Source records: Begin

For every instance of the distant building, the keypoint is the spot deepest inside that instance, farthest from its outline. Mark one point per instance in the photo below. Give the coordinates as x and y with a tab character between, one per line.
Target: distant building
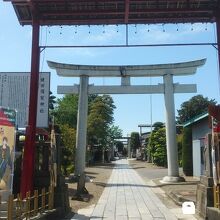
200	127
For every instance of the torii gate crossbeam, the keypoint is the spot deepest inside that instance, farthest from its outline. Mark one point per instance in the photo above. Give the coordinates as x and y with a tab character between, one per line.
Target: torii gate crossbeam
167	71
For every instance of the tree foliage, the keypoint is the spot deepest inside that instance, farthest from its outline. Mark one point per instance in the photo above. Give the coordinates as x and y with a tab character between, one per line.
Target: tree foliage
195	106
68	140
187	160
100	119
157	146
66	111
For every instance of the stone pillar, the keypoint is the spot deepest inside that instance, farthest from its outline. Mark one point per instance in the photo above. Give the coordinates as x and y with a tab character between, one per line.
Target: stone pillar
172	153
81	127
218	37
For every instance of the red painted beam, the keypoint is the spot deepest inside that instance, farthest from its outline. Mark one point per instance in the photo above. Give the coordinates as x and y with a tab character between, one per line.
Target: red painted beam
29	148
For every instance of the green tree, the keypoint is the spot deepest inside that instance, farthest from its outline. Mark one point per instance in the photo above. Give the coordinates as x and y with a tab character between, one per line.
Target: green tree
68	140
100	119
157	146
158	125
135	142
195	106
187	151
66	111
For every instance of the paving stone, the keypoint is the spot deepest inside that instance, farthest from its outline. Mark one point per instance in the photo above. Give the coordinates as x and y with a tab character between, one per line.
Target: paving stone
127	197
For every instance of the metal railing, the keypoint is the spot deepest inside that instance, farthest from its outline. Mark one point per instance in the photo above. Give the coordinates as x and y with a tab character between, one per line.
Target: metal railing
38	202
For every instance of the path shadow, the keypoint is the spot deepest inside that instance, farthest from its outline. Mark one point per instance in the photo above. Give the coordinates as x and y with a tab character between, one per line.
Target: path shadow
82	198
141	185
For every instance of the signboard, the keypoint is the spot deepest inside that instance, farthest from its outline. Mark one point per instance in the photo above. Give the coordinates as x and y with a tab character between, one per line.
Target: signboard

Source records: End

* Assigned task
Set the listing above down again exactly, leaving pictures out.

* Output for this task
For every instance of the distant building, the keypoint is the spot deepest inside that instance, farthest from its outline. Mark one point per instance in the photo below. Give the coordinates as x and y with a tab character between, one per line.
Target: distant building
200	127
For every instance of the torii gate crossbeam, the keypoint is the spot deepest inside that instance, farthest from its outline. Mark one point per instance in the photo above. Give the coordinates as x and y with a tab character between, one per line.
Target: torii gate crossbeam
167	71
For every instance of the tree foliage, the keypoint is the spot deepest inside that instance, farthest from its outline. Mark one point per instance in the photo above. Give the coordinates as x and y with a tab character between, one per line.
Target: tree foliage
195	106
68	140
187	160
100	119
157	146
66	111
For every instance of the stone pillar, the keypoint is the spot deepest inside that instance, farthest from its outline. Mark one point per instance in the photo above. Give the coordinates as x and y with a tab character between, one per line.
Target: stone pillar
172	153
81	127
218	37
For every instance of the red painted beam, the keypoint is the spot deepest inside that instance, farthest from its outline. Mark one point per instance in the photo above. Give the coordinates as x and y with a tab character between, one per line.
Target: red painted beam
29	148
For every instance of the green tree, the keypoint is the spot deepest inside that instance, farthest from its outline. Mark one point per instance in the photo above. Give the coordinates as x and y with a tab character between, one per line.
Target: green tree
68	140
100	119
157	146
158	125
135	142
195	106
187	151
66	111
For every instance of the paving stone, the keypoint is the spot deepest inside that instance, farthest from its outline. Mark one point per instance in the photo above. Give the coordinates as x and y with a tab character between, one per line.
Target: paving stone
127	197
For every instance of the metal railing, the keypoint is the spot deepest inside that instance, farthest from its outline. Mark one point per instance in the photo above. Give the coordinates as x and y with a tab character between, one per line.
Target: metal railing
38	202
For every instance of the path shadow, the keypoint is the spot deepest inside that instance, farthest from its outline. Mark one point per instance in the photo above. Give the coordinates as x and y with a tab character between, one per line.
Target: path shadow
82	198
141	185
For every instance of the signboard, the keypoint is the spot deepest inside that instance, farthest from its outline. Mark one point per instance in the photo above. Give the coordinates as x and y with a tab character between, one per line.
Target: signboard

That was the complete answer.